-- Start ENTRIES SUPPLIED --

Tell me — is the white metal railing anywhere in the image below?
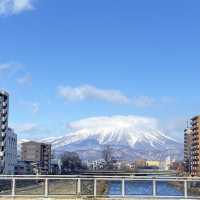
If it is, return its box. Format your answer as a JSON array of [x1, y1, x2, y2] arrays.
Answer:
[[0, 175, 200, 199]]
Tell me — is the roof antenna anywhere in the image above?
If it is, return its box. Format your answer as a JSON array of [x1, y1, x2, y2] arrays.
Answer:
[[187, 120, 189, 128]]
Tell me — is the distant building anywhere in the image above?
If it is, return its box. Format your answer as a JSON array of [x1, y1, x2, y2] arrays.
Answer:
[[191, 116, 200, 176], [21, 141, 51, 175], [184, 128, 192, 173], [146, 160, 160, 168], [51, 159, 61, 175], [0, 91, 17, 175], [135, 159, 146, 169], [15, 160, 33, 175], [0, 90, 9, 174], [159, 156, 172, 171], [3, 128, 17, 175], [86, 159, 106, 171]]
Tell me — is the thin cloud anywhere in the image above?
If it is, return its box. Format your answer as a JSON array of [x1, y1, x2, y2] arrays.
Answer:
[[0, 0, 34, 16], [14, 123, 39, 133], [17, 74, 32, 85], [58, 85, 130, 104], [58, 85, 175, 108], [20, 101, 40, 114]]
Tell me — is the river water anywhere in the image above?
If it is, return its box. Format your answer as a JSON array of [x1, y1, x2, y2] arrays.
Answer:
[[108, 181, 184, 196]]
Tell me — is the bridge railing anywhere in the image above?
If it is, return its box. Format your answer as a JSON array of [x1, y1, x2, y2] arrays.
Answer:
[[0, 176, 200, 199]]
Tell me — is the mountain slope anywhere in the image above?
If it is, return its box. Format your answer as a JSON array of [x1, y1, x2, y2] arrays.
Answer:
[[44, 116, 182, 159]]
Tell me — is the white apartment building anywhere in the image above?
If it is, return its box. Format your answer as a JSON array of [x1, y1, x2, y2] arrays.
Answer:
[[0, 90, 9, 174], [0, 90, 17, 175], [3, 128, 17, 175]]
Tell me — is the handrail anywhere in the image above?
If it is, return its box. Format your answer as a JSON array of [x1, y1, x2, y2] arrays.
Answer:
[[0, 175, 200, 199]]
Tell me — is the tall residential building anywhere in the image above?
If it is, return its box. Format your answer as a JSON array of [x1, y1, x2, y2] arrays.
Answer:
[[184, 128, 192, 173], [0, 90, 9, 174], [21, 141, 51, 175], [3, 128, 17, 175], [191, 116, 200, 176]]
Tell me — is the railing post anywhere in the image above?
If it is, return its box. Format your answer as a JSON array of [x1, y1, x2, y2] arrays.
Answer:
[[184, 180, 188, 199], [12, 178, 16, 197], [44, 178, 49, 198], [77, 178, 81, 196], [122, 178, 125, 197], [94, 178, 97, 197], [153, 179, 156, 197]]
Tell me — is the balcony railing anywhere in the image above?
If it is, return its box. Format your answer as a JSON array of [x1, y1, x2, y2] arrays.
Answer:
[[0, 175, 200, 199]]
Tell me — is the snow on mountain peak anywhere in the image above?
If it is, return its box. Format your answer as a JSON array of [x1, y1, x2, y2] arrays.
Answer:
[[48, 115, 176, 148]]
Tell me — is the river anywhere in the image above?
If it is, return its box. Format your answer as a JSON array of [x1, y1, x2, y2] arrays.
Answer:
[[108, 181, 184, 196]]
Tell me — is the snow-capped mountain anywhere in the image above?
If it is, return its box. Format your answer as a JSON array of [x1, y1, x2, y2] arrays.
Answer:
[[43, 116, 182, 159]]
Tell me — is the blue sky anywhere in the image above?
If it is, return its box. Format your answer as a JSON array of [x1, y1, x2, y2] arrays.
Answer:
[[0, 0, 200, 141]]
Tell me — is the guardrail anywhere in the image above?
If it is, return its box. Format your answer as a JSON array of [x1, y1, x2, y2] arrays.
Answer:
[[0, 175, 200, 199]]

-- End ENTRIES SUPPLIED --

TO BE DONE: Recast the whole listing above as a numbered list with one line per item, skipping blank lines and leaving out the picture.

REPLY:
1. Tell me — is the white metal railing anywhere in the image below?
2. If it is, return its box. Format your answer as a JSON array of [x1, y1, x2, y2] arrays.
3. Answer:
4. [[0, 175, 200, 199]]
5. Tell me — is the roof antenna anywhere in the image above?
6. If it is, return its box. Format your answer as a JSON array of [x1, y1, x2, y2] arrays.
7. Answer:
8. [[187, 120, 189, 128]]
9. Tell me — is the distant building anywhere in the image above?
10. If it is, return its box. Format your answer as a JSON array of [x1, y1, x2, y2] arrays.
11. Answer:
12. [[191, 116, 200, 176], [21, 141, 51, 175], [184, 128, 192, 173], [146, 160, 160, 168], [51, 159, 61, 175], [0, 91, 17, 175], [135, 159, 146, 169], [15, 160, 33, 175], [0, 90, 9, 174], [159, 156, 172, 171], [3, 128, 17, 175], [86, 159, 106, 171]]
13. Tell me — is the thin cloud anywhere in the image above?
14. If it is, return its box. Format your answer as a JSON array of [x1, y1, x2, y2] arrays.
15. Answer:
16. [[0, 0, 34, 16], [14, 123, 39, 133], [17, 74, 32, 85], [58, 85, 130, 104], [58, 85, 175, 108], [20, 101, 40, 114]]
17. Tell me — is the river water anywhere in the image above?
18. If it is, return its box. Format your answer as a JSON array of [x1, y1, x2, y2] arrays.
19. Answer:
20. [[108, 181, 184, 196]]
21. Tell me — is the bridge railing anywhere in the image above?
22. If it is, return its box. Format your answer as a JSON array of [x1, y1, x2, y2] arrays.
23. Answer:
24. [[0, 176, 200, 199]]
25. Tell me — is the mountain slope anywhere in the image above?
26. If it is, return its box. Format your answer as a JSON array of [x1, y1, x2, y2] arrays.
27. Answer:
28. [[44, 116, 182, 159]]
29. Tell me — is the white apartment building anywhere in the image above?
30. If it is, return its box. Format your answer as a JSON array of [x1, y1, x2, y2] arrays.
31. Answer:
32. [[0, 90, 9, 174], [0, 90, 17, 175], [3, 128, 17, 175]]
33. Tell me — is the handrail anywhere in the image above?
34. If it is, return its box. Format your answer as a JSON array of [x1, y1, x2, y2] arrays.
35. Answer:
36. [[0, 175, 200, 199]]
37. Tell me — is the tall residential building anywhere in the image above?
38. If it is, return its box. Format your answer as a JSON array of [x1, y1, x2, y2] arrays.
39. Answer:
40. [[184, 128, 192, 173], [0, 90, 9, 174], [21, 141, 51, 175], [3, 128, 17, 175], [191, 116, 200, 176]]
41. Tell me — is the railing post anywhere in the image above?
42. If it is, return its box. Format your answer as a JSON array of [x1, y1, x2, y2] arrays.
43. Answer:
44. [[184, 180, 188, 199], [12, 178, 16, 197], [44, 178, 49, 198], [77, 178, 81, 196], [122, 178, 125, 197], [94, 178, 97, 197], [153, 179, 156, 197]]
45. Tell me — is the balcony railing anywhere in the image above?
46. If it is, return its box. Format your answer as a JSON array of [x1, y1, x2, y2] arrays.
47. Answer:
48. [[0, 175, 200, 199]]
49. Tell me — is the snow on mountain peak anywhere in the image above?
50. If it is, return its box. Format your answer as a JSON array of [x1, y1, x2, y2] arrays.
51. Answer:
52. [[48, 115, 176, 148]]
53. Tell me — is the river anywhere in the image above?
54. If it is, return its box. Format your answer as a JSON array of [x1, y1, x2, y2] arrays.
55. Answer:
56. [[108, 181, 184, 196]]
57. Tell me — is the snow-capped mountain anywhere in the image above?
58. If it is, return its box. Format your answer as a JSON array of [x1, y1, x2, y2] arrays.
59. Answer:
60. [[43, 116, 182, 159]]
61. Tell me — is the blue sky anywhere in the image above?
62. If it is, return its box. Format your answer as a JSON array of [x1, y1, x2, y2] arrays.
63. Answer:
64. [[0, 0, 200, 141]]
65. Tell me — is the guardrail anywhere in the image above?
66. If it is, return its box. Format your answer as a JSON array of [x1, y1, x2, y2] arrays.
67. Answer:
68. [[0, 175, 200, 199]]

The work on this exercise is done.